• _Supplied information_:
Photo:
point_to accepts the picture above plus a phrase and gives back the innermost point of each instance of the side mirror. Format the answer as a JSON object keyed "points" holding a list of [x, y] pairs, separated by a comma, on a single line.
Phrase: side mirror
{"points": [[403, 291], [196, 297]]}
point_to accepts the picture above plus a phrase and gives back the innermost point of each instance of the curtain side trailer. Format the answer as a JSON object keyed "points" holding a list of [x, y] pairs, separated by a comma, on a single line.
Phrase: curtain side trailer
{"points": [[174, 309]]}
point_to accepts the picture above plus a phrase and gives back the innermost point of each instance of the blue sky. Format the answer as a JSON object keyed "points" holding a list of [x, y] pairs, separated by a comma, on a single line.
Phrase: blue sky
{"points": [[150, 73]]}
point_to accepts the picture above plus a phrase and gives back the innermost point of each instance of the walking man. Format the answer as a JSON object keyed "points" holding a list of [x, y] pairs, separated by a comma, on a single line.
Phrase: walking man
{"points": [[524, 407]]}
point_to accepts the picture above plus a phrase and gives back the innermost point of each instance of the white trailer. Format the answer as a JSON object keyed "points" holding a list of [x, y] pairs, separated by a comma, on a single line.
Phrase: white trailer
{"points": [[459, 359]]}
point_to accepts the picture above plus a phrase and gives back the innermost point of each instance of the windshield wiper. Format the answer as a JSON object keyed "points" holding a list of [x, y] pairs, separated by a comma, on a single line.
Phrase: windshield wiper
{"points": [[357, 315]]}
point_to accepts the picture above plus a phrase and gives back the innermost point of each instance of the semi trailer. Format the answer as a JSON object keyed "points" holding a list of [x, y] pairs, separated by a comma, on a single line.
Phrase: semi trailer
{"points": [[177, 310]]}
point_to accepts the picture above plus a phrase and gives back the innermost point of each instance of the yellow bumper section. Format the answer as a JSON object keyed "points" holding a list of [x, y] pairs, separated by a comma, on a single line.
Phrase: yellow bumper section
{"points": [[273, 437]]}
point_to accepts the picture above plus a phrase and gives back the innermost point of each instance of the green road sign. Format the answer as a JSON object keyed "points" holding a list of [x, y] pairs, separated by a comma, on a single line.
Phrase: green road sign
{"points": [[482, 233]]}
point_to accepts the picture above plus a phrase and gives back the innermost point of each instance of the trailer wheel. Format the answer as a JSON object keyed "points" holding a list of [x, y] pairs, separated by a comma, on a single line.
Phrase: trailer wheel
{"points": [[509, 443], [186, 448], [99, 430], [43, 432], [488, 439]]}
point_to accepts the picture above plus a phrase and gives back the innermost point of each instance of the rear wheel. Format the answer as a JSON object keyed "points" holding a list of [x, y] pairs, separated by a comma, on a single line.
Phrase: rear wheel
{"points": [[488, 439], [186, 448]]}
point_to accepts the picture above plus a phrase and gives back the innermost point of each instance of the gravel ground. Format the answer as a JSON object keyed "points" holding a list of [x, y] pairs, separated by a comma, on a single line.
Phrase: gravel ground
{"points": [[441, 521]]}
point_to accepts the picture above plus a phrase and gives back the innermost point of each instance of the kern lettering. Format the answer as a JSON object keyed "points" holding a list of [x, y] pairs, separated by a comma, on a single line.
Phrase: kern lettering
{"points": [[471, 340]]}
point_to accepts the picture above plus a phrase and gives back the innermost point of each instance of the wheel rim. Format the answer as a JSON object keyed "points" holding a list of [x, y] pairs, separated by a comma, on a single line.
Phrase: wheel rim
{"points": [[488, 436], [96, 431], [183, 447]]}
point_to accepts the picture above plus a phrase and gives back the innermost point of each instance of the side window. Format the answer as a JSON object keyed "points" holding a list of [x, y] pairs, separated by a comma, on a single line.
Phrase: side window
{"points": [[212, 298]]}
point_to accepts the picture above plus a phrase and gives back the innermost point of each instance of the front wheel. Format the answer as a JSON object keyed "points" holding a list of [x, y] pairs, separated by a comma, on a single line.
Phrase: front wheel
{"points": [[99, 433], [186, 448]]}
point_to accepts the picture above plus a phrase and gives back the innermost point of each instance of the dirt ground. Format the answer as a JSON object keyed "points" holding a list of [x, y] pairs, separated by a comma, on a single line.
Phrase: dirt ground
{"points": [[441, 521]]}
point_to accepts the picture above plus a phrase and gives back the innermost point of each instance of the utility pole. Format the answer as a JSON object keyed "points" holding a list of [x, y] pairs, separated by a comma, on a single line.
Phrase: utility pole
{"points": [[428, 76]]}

• _Task goal_: Your answer should be an exact transcription of the data above.

• _Expected output_:
Photo:
point_to accepts the picture above plus a phrase and gives back the innermost point of each instance of the side mirror. Format the answer as a JSON object keyed "points" holding a list of [x, y] pairs, separated by a comma, on a single line.
Phrase: side mirror
{"points": [[403, 291], [196, 297]]}
point_to accepts the picture above plus a phrase and gives back the innermost point of each instance of the curtain side trailer. Format the answer as a JSON object keyed "points" holding a list of [x, y] pairs, separated by a comma, on a single line.
Phrase: curtain side trailer
{"points": [[174, 309]]}
point_to accepts the picture above plus a phrase and gives back the innermost point of each instance of the blue sky. Format the answer as a JSON object keyed "points" holding a list of [x, y] pairs, separated by a comma, on a single line.
Phrase: blue sky
{"points": [[150, 73]]}
point_to accepts the picture above plus a phrase and gives back the innermost point of each instance of the walking man. Format the answer as a JSON object keyed "points" holding a list of [x, y] pairs, separated by a comma, on a single line.
Phrase: walking man
{"points": [[524, 407]]}
point_to accepts the picture above plus a phrase and gives back the innermost point of each instance of the white trailer. Format the answer as a JSON object keyed "points" holding a list of [x, y] pairs, separated by a comma, on a single line.
Phrase: white trailer
{"points": [[459, 359]]}
point_to accepts the picture above plus a phrase and gives back the innermost point of each instance of the windshield wiper. Format the answer as a JSON object keyed "points" holding a list of [x, y] pairs, separated by a comma, on a single line.
Phrase: windshield wiper
{"points": [[357, 315]]}
point_to accepts the picture above plus a phrase and gives back the innermost point of each instance of the semi trailer. Format the answer as a JSON object keyed "points" holding a list of [x, y] pairs, separated by a comma, on a single line.
Phrase: semi trailer
{"points": [[177, 310]]}
point_to accepts the picture above plus a phrase and gives back the innermost point of each instance of the yellow bumper section. Format the answer as a JSON object keyed "points" holding a list of [x, y] pairs, separated by a comma, on a single line.
Phrase: yellow bumper section
{"points": [[273, 437]]}
point_to accepts the picture above plus a phrase and gives back the innermost point of each instance of the green road sign. Format the answer as a JSON object keyed "points" holding a list of [x, y] pairs, separated by a comma, on a single line.
Phrase: green road sign
{"points": [[482, 233]]}
point_to accepts the picture above plus a phrase and gives back the innermost point of each instance of the trailer wheel. Format the answer as a JSON object keyed "points" holding a list of [x, y] pairs, separated by a comma, on a single line.
Phrase: trailer wheel
{"points": [[509, 443], [186, 448], [99, 430], [43, 432], [488, 439]]}
point_to accepts the picture above plus a phrase and gives back the innermost point of each instance of the rear wheel. Format the answer as a JSON object keyed "points" holding a list of [x, y] pairs, separated by a comma, on a single line.
Phrase: rear wheel
{"points": [[488, 439], [186, 448]]}
point_to accepts the picture above plus a phrase and gives back the innermost point of each instance of the gravel ground. Format the answer as a JSON object keyed "points" holding a list of [x, y] pairs, separated by a comma, on a single line.
Phrase: gravel ground
{"points": [[441, 521]]}
point_to accepts the picture above plus a phrase and gives back the innermost point of each instance of the kern lettering. Format the answer as a JSON object keyed "points" holding a list of [x, y] pairs, separated by a comma, on a single line.
Phrase: kern lettering
{"points": [[471, 340]]}
point_to accepts the picture above plus a phrase and gives back the innermost point of each instance of the wheel rim. Format the answer as a JSON object keyed "points" holding a list of [x, y] pairs, separated by a comma, on a single line.
Phrase: wheel rim
{"points": [[488, 436], [96, 431], [183, 447]]}
point_to accepts the picture above plus a phrase and gives back the innermost point of each instance of the side window. Format the answer as a JSON object keyed "points" holding a list of [x, y] pairs, separated by a comma, on a single line.
Phrase: side window
{"points": [[212, 298]]}
point_to accepts the picture above plus a phrase and gives back the innermost point of each instance of the front wheel. Format the answer as a JSON object keyed "points" holding a list of [x, y] pairs, separated by a comma, on a single line.
Phrase: front wheel
{"points": [[99, 433], [186, 448]]}
point_to accepts the picture above plus a phrase and gives back the innermost point of each instance of the dirt ground. Format the answer as a JSON object keyed "points" holding a list of [x, y] pairs, separated by a comma, on a single line.
Phrase: dirt ground
{"points": [[441, 521]]}
point_to accepts the picture above plus a phrase and gives back the innermost point of each instance of the utility pole. Format the answer as a JSON object keyed "points" holding a list of [x, y] pairs, separated by a comma, on a single line.
Phrase: utility pole
{"points": [[428, 76]]}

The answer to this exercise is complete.